Set problem a
Write out everything in the listing below, from its first line down to the line containing "point(482, 227)", including both ends and changing nothing.
---------------
Reputation: 3208
I'm using pandas to handle data frames. There's one data frame I create which its rows are as follows: [id, vector]
Where id is of type string and vector is of type dictionary.
Now when I write it to a csv file The row looks like this (in the csv file):
25377bc2-d3b6-4699-a466-6b9f544e8ba3 {u'sport>sports event>world championship': 0.5058, u'sport>sports event': 0.7032, u'sport>soccer': 0.6377, u'lifestyle and leisure>game': 0.4673, u'sport>sports event>world cup': 0.6614, u'sport>sports event>international tournament': 0.454, u'sport>sports event>national tournament': 0.541, u'sport': 0.9069, u'sport>sports organisations>international federation': 0.5046, u'sport>sports organisations': 0.6982}
I've tried to read it back from csv into pandas data frame, but when I look at the type of the vector that once was a dict
it is now of <type 'str'>
I know I can solve it with pickle and save that pandas data frame into a pickle file. But is there a way to read the csv correctly (where the vector in it is of type dictionary)
---------------
Set problem b
Give again, word for word, everything in the pandas forum post above from "Reputation: 3208" down to "of type dictionary.".

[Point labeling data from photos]
---------------
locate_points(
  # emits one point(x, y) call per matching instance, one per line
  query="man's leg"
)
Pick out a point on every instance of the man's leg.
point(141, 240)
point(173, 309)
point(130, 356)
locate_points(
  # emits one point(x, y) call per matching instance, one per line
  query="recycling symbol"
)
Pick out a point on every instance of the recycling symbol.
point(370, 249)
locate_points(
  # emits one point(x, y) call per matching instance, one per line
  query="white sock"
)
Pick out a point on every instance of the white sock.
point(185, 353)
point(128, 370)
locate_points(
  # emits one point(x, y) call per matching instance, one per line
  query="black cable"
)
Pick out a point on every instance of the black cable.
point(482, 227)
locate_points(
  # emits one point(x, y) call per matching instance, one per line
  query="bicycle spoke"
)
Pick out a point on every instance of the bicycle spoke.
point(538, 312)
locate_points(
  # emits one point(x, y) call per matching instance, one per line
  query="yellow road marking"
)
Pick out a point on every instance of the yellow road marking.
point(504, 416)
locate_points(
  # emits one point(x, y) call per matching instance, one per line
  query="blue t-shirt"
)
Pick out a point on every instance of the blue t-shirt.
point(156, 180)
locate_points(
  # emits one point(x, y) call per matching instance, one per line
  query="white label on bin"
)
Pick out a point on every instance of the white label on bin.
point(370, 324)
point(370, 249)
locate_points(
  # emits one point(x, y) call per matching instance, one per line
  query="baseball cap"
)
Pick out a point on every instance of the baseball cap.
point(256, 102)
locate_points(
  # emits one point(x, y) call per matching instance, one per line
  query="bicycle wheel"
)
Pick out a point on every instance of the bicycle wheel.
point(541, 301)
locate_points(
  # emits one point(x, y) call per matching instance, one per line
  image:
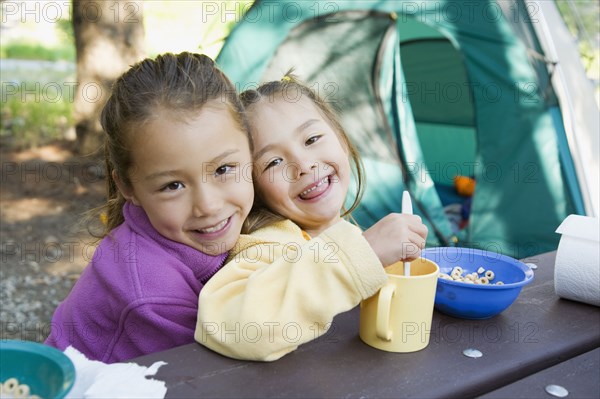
---------------
Written response a
locate_points(
  # emits one point(x, y) call per matching instance, one per line
  query="man's leg"
)
Pick out a point on every instance of the man's leg.
point(141, 240)
point(173, 309)
point(130, 356)
locate_points(
  # emits one point(x, y) call per matching instance, one per line
  query="recycling symbol"
)
Pick out a point on every instance of the recycling symbol.
point(370, 249)
locate_points(
  # emits one point(x, y) call per matching instance, one per line
  query="white sock"
)
Pick out a point on every instance of the white sock.
point(185, 353)
point(128, 370)
locate_points(
  # emits one point(x, y) call per matching instance, one per line
  query="black cable"
)
Pick out a point on every instance of the black cable.
point(482, 227)

Written response b
Reputation: 3208
I'm using pandas to handle data frames. There's one data frame I create which its rows are as follows: [id, vector]
Where id is of type string and vector is of type dictionary.